Grand Island Senior High students realize that quitting tobacco isn’t just about you. It’s also about other people.
“If you are trying to quit, you should surround yourself with positive attitudes, not negative ones,” GISH student Samantha Lozano said.
“A good reason to quit using tobacco is to stop and think about your kids’ future — not just yourself,” said Melissa Andrade, another GISH student.
Lozano and Andrade were among the students who installed a new “cup message” on Monday in the fence outside GISH. The message reads “Be Tobacco Free.” About 10 students inserted the special “push-in” cups into the chain-link fence. The project was a joint venture between Students Against Destructive Decision Making (SADD) at GISH and Tobacco Free Hall County.
Andrade said she wouldn’t want to start using tobacco because she wouldn’t want it to affect everyone “and because it’s about everyone — not just me.”
Lozano believes in willpower. “I believe, if you set your goal to quit tobacco, it’s all in your mind. If you believe it, you can achieve it,” she said.
This is a big week for those opposed to tobacco fumes. The annual Great American Smokeout will be on Thursday. On the third Thursday each November, the American Cancer Society urges tobacco users to quit or to use the day to make a plan to quit.
The Nebraska Department of Health and Human Services’ Tobacco Free Nebraska program provides a list of tips for Thursday, which is also known as Quit Day.
One tip is “Do not use tobacco — not even one puff or chew.”
“The benefits start immediately,” said Katie Usasz, coordinator of Tobacco Free Hall County.
Another tip is to stay active. Walking, exercising or doing other activities will help.
Usasz, a former smoker herself, endorses the benefits of exercising.
Walking, she said, helps her realize and appreciate her lung capacity. Exercise and giving up tobacco use go hand in hand.
On Quit Day, it’s also good to limit or avoid alcohol. Many smokers associate drinking with smoking, Usasz said.
::::::::::
- **PROBLEM TO SOLVE**: Extend the article about the Grand Island Senior High students' "Be Tobacco Free" fence message, starting after its final sentence.

- **Region pointing data**:
::::::::::
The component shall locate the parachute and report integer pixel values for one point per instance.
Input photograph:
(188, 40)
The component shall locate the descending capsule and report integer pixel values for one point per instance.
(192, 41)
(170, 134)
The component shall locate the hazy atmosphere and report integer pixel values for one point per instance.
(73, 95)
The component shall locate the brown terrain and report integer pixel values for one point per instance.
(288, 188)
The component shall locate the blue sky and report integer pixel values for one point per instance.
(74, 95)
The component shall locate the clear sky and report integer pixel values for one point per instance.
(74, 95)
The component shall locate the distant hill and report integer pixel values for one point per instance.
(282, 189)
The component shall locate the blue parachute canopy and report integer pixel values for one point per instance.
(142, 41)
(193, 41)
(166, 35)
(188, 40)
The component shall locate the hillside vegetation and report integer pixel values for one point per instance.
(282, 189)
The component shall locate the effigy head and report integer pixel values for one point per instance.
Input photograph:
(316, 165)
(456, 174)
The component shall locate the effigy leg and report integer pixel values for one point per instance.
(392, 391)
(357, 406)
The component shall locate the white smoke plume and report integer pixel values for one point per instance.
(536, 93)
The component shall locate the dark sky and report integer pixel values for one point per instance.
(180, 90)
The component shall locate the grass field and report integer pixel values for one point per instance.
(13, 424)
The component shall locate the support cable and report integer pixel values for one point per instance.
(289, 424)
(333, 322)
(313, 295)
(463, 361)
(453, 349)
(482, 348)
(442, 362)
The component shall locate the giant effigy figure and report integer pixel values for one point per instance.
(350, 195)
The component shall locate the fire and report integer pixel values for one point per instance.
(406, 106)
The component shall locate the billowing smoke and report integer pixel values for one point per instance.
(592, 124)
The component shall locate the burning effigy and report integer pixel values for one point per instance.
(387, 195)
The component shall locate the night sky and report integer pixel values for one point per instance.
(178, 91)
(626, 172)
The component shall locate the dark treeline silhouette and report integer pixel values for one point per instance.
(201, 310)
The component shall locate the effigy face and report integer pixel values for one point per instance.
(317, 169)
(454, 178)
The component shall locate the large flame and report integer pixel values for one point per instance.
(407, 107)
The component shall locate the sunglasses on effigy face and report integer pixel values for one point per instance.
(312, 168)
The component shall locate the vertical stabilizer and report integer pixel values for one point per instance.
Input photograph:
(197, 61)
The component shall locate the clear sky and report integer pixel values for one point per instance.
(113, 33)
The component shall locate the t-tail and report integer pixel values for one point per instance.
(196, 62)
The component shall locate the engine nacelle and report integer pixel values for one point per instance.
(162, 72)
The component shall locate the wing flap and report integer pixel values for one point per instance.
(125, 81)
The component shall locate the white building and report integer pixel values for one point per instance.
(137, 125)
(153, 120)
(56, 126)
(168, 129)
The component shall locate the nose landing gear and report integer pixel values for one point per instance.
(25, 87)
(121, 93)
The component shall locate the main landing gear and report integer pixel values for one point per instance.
::::::::::
- **EXPECTED ANSWER**:
Usasz, who gave up smoking seven months ago, advocates using the Nebraska Tobacco Quitline. That number is (800) QUIT-NOW, or (800) 784-8669. For Spanish speakers, the number is (855) 355-3569. Quitline callers may schedule five coaching sessions. Many times, they may be held with the same coach.
Usasz pointed out that smoking is a danger to more than just the smoker.
The Centers for Disease Control and Prevention recognize that “there’s no safe level of secondhand smoke,” she said.
The American Cancer Society also recommends attending a cessation class or beginning a self-help plan.
On Jan. 10, CHI Health St. Francis will start an eight-week Freedom From Smoking class. The cost of the tobacco cessation class is $25. For information, call Jenny Roush at (308) 398-8912.
Roush, who is the community outreach coordinator for St. Francis’ Cancer Treatment Center, points out that e-cigarettes and vaping present a significant health risk.
Next week, the SADD chapter at GISH will embark on another project, called Celebrity Graveyard. Artwork will be erected in a GISH hallway showing celebrities who’ve passed away, their birth and death years, and their causes of death.
The project will remind students that “our role models” sometimes make poor choices, the same way regular people do, GISH teacher Tara Nettifee said.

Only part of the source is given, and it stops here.